▶ **Your task**
Look through the data that follows and copy each line with the string "white".

Dataset entries:

◇ ◇ ◇

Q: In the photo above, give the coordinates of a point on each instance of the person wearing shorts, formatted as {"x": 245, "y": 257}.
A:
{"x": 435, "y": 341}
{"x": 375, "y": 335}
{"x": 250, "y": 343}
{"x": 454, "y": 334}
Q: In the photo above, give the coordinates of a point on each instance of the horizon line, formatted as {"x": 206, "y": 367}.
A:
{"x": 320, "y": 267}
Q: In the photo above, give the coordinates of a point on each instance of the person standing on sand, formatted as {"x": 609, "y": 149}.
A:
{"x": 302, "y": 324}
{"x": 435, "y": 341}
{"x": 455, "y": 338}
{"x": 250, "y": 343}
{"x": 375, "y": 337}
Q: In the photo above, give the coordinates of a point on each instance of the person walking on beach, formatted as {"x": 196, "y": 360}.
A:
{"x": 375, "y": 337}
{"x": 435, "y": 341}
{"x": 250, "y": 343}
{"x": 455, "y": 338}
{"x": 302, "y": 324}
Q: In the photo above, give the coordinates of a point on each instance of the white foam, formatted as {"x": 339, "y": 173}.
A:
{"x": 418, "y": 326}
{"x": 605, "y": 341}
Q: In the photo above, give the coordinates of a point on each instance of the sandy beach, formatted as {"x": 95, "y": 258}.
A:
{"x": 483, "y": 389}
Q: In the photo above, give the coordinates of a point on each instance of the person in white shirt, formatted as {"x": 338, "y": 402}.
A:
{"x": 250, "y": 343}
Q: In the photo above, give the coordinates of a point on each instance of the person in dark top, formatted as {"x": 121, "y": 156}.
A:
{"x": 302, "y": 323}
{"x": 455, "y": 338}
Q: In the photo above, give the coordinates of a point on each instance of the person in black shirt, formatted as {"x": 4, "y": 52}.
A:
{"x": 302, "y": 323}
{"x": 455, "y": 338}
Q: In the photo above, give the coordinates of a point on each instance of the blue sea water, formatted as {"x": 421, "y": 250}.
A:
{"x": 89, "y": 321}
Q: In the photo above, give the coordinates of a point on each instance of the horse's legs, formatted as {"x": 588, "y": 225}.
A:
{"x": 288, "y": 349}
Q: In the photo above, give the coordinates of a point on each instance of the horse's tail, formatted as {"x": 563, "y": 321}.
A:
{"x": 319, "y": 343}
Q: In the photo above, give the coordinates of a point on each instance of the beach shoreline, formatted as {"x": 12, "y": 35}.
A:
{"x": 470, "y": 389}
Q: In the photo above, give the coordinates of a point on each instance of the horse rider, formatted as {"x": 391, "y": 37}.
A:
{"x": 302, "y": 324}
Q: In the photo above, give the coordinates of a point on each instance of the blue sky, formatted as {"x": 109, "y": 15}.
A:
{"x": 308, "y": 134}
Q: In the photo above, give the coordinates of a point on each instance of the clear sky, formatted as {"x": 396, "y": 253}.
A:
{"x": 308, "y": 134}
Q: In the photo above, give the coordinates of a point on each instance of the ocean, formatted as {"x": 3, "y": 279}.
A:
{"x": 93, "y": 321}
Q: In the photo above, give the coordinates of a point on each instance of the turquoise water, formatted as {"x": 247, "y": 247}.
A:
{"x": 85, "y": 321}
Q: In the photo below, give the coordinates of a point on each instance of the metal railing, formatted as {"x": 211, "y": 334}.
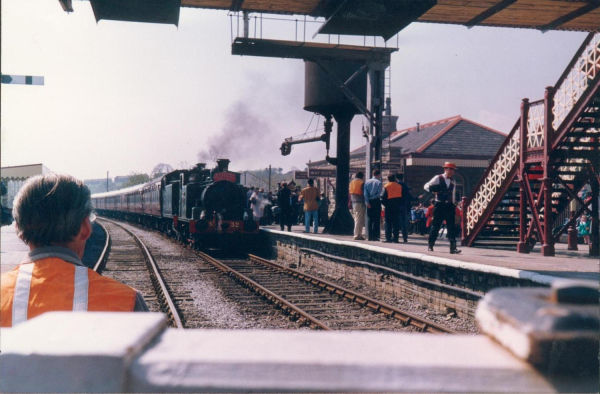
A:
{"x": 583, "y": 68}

◇ ◇ ◇

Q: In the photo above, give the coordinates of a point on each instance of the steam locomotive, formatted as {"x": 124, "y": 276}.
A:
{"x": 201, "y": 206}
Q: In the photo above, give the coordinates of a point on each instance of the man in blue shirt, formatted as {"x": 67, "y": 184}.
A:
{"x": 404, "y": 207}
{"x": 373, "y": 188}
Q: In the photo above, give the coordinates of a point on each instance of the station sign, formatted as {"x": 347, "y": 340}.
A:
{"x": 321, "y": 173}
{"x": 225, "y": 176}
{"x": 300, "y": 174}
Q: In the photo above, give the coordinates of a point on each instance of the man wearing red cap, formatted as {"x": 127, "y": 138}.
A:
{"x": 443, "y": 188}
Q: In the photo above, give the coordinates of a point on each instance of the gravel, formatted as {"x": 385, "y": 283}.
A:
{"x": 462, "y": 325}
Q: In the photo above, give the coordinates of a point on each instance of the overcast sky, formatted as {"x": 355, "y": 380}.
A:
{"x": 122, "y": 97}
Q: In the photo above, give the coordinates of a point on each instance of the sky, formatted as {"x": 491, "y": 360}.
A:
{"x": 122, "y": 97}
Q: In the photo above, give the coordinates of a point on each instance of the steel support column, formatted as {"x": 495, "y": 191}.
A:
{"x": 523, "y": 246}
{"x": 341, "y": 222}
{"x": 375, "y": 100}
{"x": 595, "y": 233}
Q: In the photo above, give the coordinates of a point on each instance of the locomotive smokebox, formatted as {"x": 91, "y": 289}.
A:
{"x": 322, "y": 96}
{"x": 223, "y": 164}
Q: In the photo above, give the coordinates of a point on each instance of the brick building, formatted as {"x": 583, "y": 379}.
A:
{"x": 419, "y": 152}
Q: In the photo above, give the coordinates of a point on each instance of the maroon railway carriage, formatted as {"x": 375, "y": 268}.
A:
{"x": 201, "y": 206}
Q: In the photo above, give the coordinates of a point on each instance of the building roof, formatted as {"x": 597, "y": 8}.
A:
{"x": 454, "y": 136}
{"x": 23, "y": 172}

◇ ◇ ◇

▶ **Response area**
Q: In the photo above, give the coordinates of a point on each instance of the white foam, formatted as {"x": 339, "y": 173}.
Q: In the photo above, give the coordinates of a point on each instance of the person in white shirt, formatted as {"x": 338, "y": 402}.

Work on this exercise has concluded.